▶ **RECORDS SUPPLIED**
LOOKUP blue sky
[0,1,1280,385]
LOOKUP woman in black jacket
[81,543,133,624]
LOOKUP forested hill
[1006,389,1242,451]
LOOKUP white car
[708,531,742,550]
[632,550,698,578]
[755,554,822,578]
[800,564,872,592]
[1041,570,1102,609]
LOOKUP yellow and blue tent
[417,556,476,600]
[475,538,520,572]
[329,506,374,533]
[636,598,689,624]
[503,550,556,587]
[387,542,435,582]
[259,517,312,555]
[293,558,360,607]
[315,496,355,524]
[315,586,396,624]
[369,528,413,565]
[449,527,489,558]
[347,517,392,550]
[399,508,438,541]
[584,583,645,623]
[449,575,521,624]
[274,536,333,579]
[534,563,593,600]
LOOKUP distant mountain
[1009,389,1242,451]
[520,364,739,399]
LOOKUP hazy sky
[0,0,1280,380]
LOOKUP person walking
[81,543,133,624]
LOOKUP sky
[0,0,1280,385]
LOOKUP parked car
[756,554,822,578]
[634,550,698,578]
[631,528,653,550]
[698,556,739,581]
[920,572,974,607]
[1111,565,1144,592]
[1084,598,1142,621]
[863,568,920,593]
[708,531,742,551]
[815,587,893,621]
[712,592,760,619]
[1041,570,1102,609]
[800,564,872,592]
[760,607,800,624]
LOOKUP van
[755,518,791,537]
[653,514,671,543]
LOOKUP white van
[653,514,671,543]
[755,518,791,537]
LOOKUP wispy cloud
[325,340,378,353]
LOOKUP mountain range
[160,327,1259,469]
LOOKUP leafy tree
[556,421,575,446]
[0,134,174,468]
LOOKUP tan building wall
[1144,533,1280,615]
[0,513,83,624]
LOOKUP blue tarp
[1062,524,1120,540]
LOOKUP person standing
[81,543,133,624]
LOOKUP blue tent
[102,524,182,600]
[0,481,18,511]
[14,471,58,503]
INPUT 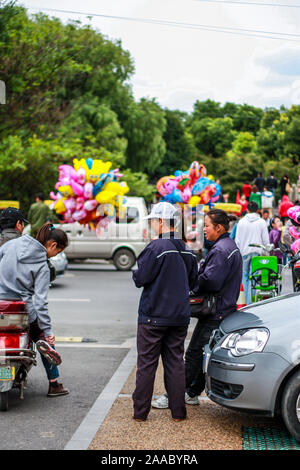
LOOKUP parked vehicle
[51,251,68,277]
[0,296,36,411]
[249,243,282,302]
[204,293,300,442]
[60,197,149,271]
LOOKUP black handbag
[170,240,240,319]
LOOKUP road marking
[56,340,130,349]
[118,393,213,402]
[48,297,91,302]
[55,336,83,343]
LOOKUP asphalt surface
[0,258,292,450]
[0,266,140,450]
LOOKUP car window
[116,207,140,224]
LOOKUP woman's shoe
[36,339,62,366]
[47,382,70,397]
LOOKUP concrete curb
[64,346,137,450]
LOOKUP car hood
[220,293,300,333]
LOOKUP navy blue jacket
[132,232,198,326]
[194,233,242,320]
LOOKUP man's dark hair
[35,193,45,201]
[206,209,237,232]
[247,201,258,213]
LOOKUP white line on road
[56,342,130,349]
[48,297,91,302]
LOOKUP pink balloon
[73,209,87,222]
[76,168,86,185]
[83,199,99,211]
[182,186,192,204]
[71,181,83,197]
[83,183,94,199]
[64,197,76,212]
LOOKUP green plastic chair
[249,256,282,302]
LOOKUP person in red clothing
[278,196,294,225]
[238,194,248,214]
[242,181,252,201]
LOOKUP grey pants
[132,325,188,419]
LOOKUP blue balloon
[192,177,211,196]
[163,188,183,204]
[85,158,94,170]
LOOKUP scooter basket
[0,300,29,331]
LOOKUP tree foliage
[0,0,300,208]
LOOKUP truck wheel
[0,392,8,411]
[281,371,300,442]
[113,248,135,271]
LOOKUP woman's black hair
[36,223,69,250]
[206,209,237,232]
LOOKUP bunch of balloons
[156,161,222,207]
[50,158,129,229]
[287,206,300,253]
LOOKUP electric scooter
[0,294,37,411]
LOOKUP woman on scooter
[0,223,69,397]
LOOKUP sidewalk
[89,352,278,450]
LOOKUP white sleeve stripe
[227,248,239,259]
[156,250,196,259]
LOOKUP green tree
[190,118,235,158]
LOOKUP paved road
[0,265,291,450]
[0,266,140,450]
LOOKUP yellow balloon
[58,185,74,197]
[189,196,200,207]
[54,198,67,214]
[95,191,117,204]
[73,158,89,171]
[103,182,129,196]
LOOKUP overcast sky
[20,0,300,111]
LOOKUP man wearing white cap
[133,202,198,421]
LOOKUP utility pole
[0,80,6,104]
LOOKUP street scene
[0,0,300,458]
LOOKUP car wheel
[113,248,135,271]
[0,392,8,411]
[281,371,300,442]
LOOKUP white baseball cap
[144,202,177,220]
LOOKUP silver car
[50,252,68,276]
[204,293,300,442]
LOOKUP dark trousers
[132,325,188,419]
[29,320,59,380]
[185,319,221,397]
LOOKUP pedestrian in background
[269,215,283,264]
[28,193,57,238]
[235,201,269,304]
[152,209,242,408]
[280,175,291,198]
[254,171,266,193]
[262,209,271,232]
[0,207,29,246]
[266,172,277,195]
[132,202,198,421]
[242,181,252,201]
[0,224,69,397]
[278,196,294,225]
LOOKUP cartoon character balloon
[156,161,222,206]
[50,158,129,230]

▶ **WHAT IS NEEDED**
Copy the data word for word, starting at the line with "LOOKUP black handbag" and ending after the line with "[64,346,137,450]".

▶ **TASK RESPONSE**
LOOKUP black handbag
[170,240,240,319]
LOOKUP road marking
[56,340,130,349]
[118,393,213,402]
[48,297,91,302]
[55,336,83,343]
LOOKUP asphalt surface
[0,258,292,450]
[0,266,140,450]
LOOKUP car window
[116,207,140,224]
LOOKUP woman's shoe
[36,339,62,366]
[47,382,70,397]
LOOKUP concrete curb
[64,346,137,450]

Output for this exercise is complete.